Top of Excerpted data

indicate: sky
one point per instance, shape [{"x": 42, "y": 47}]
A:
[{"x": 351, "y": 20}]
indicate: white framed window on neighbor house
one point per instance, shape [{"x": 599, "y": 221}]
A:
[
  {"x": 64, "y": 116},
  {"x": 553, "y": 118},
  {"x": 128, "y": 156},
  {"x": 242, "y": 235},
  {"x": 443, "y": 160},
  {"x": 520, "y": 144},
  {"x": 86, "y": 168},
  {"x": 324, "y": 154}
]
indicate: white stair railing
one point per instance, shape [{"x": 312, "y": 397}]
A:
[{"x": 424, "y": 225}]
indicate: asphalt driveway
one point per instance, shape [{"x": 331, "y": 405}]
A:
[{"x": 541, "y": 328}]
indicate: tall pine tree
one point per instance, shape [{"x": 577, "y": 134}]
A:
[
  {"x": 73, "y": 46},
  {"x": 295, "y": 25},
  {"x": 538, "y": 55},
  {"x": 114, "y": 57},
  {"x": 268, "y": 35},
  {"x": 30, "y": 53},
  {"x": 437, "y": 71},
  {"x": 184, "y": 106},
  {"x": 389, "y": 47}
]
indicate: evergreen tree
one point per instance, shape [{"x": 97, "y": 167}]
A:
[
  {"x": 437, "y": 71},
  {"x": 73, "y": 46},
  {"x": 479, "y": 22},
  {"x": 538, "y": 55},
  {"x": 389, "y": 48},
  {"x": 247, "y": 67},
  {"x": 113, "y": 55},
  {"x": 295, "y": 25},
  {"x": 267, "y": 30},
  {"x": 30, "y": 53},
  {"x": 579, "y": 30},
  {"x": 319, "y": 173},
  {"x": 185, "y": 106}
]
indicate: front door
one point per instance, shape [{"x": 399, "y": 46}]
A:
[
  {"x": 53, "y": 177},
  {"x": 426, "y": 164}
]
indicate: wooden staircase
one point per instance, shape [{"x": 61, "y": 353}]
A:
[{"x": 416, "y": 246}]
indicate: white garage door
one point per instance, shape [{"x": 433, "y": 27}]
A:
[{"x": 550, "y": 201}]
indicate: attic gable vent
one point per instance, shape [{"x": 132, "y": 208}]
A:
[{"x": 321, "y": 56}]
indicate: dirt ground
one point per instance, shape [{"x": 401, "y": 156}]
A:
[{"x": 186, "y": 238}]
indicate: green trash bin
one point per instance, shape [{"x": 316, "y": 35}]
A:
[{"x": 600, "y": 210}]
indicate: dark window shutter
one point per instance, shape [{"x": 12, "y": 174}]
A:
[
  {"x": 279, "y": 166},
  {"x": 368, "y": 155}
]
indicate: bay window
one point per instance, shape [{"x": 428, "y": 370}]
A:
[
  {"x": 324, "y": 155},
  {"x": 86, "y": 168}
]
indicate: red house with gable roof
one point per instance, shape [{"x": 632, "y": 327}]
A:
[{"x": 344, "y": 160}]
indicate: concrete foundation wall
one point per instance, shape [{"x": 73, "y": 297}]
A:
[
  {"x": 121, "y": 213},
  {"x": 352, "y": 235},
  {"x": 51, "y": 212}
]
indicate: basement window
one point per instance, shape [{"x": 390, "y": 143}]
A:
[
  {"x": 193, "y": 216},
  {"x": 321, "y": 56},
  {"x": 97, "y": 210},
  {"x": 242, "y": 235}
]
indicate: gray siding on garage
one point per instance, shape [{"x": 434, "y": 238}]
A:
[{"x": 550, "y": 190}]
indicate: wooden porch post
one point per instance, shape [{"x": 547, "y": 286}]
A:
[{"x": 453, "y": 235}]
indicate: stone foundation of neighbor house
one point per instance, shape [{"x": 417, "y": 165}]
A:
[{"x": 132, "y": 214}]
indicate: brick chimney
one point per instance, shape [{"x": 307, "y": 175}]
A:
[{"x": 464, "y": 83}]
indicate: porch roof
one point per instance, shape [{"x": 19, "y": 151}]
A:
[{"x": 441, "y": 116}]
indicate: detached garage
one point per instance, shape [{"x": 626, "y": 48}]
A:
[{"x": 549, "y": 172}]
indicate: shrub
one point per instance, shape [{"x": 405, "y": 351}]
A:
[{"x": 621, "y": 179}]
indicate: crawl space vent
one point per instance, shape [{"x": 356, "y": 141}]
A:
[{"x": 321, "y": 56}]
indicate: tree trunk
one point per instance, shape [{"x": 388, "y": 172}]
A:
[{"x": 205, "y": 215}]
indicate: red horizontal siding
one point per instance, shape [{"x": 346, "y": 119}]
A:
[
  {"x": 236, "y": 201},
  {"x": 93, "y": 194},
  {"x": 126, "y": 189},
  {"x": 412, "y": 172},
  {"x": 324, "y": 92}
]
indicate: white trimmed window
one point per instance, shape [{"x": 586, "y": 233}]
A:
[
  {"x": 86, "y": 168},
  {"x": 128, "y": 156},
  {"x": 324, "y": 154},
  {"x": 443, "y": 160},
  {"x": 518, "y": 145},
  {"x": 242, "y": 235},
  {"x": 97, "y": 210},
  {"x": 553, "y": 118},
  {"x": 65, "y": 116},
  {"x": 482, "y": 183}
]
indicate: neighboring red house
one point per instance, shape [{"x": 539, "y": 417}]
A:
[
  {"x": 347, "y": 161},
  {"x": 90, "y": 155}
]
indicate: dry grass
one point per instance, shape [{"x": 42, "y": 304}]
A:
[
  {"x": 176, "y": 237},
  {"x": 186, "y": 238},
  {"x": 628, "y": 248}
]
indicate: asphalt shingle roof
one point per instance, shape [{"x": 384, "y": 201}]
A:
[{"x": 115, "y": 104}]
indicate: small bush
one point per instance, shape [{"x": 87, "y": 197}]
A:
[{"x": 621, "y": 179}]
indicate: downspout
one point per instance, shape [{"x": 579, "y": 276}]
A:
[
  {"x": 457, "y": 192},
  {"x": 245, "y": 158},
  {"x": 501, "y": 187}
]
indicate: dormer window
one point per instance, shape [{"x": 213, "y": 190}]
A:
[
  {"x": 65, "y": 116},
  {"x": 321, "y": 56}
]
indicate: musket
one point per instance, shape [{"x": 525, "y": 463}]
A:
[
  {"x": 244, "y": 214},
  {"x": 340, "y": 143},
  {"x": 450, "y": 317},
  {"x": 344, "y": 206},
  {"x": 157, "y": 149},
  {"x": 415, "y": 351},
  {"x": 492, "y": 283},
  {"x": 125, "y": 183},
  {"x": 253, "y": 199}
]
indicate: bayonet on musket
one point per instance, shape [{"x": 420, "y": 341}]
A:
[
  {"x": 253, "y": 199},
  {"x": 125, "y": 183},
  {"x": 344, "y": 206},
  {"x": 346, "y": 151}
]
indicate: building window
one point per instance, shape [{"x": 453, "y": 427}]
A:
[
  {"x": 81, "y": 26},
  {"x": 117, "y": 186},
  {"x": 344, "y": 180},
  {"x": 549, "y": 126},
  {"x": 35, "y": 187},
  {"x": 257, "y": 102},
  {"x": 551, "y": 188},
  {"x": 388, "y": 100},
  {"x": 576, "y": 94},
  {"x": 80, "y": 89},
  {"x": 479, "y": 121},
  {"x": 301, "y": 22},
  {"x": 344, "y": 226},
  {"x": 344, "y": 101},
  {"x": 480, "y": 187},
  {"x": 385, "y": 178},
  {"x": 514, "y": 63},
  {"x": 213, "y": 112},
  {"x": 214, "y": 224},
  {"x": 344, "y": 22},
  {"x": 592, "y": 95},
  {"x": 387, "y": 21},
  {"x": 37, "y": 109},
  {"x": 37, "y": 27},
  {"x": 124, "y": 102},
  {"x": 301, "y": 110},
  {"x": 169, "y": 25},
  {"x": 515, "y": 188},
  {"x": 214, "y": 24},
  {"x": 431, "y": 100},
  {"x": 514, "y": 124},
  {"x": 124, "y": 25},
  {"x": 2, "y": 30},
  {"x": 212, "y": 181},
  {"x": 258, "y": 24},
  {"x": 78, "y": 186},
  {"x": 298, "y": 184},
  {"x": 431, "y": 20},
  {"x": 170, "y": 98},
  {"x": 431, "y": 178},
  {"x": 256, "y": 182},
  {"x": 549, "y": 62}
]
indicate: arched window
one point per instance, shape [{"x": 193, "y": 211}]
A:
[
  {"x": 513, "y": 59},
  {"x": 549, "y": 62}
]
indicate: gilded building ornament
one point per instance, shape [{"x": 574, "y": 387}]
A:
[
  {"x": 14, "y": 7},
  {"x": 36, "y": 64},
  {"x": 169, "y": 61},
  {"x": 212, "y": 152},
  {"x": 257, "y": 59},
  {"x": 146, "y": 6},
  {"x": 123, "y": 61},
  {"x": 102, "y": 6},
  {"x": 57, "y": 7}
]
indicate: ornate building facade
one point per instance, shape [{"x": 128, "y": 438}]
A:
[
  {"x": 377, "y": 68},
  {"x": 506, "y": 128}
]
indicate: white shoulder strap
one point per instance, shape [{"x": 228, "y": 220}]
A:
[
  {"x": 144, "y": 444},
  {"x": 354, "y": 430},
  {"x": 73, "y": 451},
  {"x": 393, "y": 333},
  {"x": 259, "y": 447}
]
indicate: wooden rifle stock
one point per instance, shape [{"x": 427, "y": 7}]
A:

Bottom of Excerpted data

Those lines above that contain the string "garage" should be returned.

indicate: white garage door
indicate: gray siding on garage
indicate: detached garage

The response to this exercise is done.